▶ [TASK TO COMPLETE]: Pull every line of the items below into your answer word for word, leaving out the pictures.

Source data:
>>

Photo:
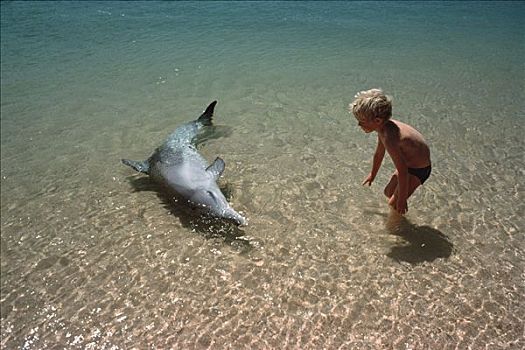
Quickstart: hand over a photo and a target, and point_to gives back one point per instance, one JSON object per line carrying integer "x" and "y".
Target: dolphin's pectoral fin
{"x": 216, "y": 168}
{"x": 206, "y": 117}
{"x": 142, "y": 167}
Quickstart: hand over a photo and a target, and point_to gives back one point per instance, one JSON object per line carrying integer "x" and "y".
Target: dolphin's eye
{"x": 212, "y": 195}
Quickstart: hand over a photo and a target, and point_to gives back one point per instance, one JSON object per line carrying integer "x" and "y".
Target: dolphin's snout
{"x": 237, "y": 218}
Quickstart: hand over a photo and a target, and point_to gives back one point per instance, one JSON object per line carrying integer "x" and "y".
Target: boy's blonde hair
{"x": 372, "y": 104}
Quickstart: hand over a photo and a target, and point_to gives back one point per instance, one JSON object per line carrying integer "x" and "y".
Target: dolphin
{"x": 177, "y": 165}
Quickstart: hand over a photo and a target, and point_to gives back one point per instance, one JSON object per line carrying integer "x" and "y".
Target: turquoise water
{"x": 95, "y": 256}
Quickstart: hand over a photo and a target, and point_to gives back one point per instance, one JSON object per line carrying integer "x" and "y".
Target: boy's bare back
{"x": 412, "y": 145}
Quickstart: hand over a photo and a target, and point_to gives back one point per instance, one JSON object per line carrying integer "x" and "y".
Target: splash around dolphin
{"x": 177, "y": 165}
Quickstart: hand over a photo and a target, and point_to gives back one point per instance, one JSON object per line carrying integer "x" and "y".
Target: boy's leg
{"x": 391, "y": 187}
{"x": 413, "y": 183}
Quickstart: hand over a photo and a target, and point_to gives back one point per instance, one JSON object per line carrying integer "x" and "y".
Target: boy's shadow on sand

<<

▶ [OUTPUT]:
Photo:
Quickstart: hand over a photo and a target, and point_to gives back one point per instance, one JSON object per line carrying integer "x" and "y".
Target: dolphin's pectoral fin
{"x": 216, "y": 168}
{"x": 206, "y": 117}
{"x": 142, "y": 167}
Quickstart: hand over a photo and a target, and point_to gives back one point per instance, one JSON object per line carrying integer "x" and "y".
Target: dolphin's eye
{"x": 212, "y": 195}
Quickstart: hand over a photo and a target, and point_to gives back one point per instance, one JSON object per line carrying integer "x" and "y".
Target: dolphin's snout
{"x": 237, "y": 218}
Quickstart: hand over a photo and a target, and point_to gives back one point per instance, one JSON object per line carrying integer "x" and "y".
Target: boy's blonde hair
{"x": 372, "y": 104}
Quickstart: hand over a photo and a target, and point_to gives back one point per instance, one JSON object per line carrying integer "x" and "y".
Target: dolphin
{"x": 177, "y": 165}
Quickstart: hand over a photo and a target, and point_to gives back one point per instance, one JSON object per line carrying integer "x" and "y".
Target: turquoise water
{"x": 95, "y": 256}
Quickstart: hand over a photo and a target, and point_to gives back one point per instance, one JSON object per line carrying integer "x" and "y".
Target: boy's bare back
{"x": 412, "y": 145}
Quickstart: hand over a photo and a target, and point_to gives back one point per instance, one JSON object per line carrying integer "x" and "y".
Target: splash around dolphin
{"x": 177, "y": 165}
Quickstart: hand over a photo and a target, and point_to gives back one point per instance, one JSON object per line carrying integer "x" and "y".
Target: boy's leg
{"x": 391, "y": 187}
{"x": 413, "y": 183}
Quickstart: hand over a photo and a target, and point_to gives back one point per instance, one JSON object per line carrying integer "x" and "y".
Target: boy's shadow on sand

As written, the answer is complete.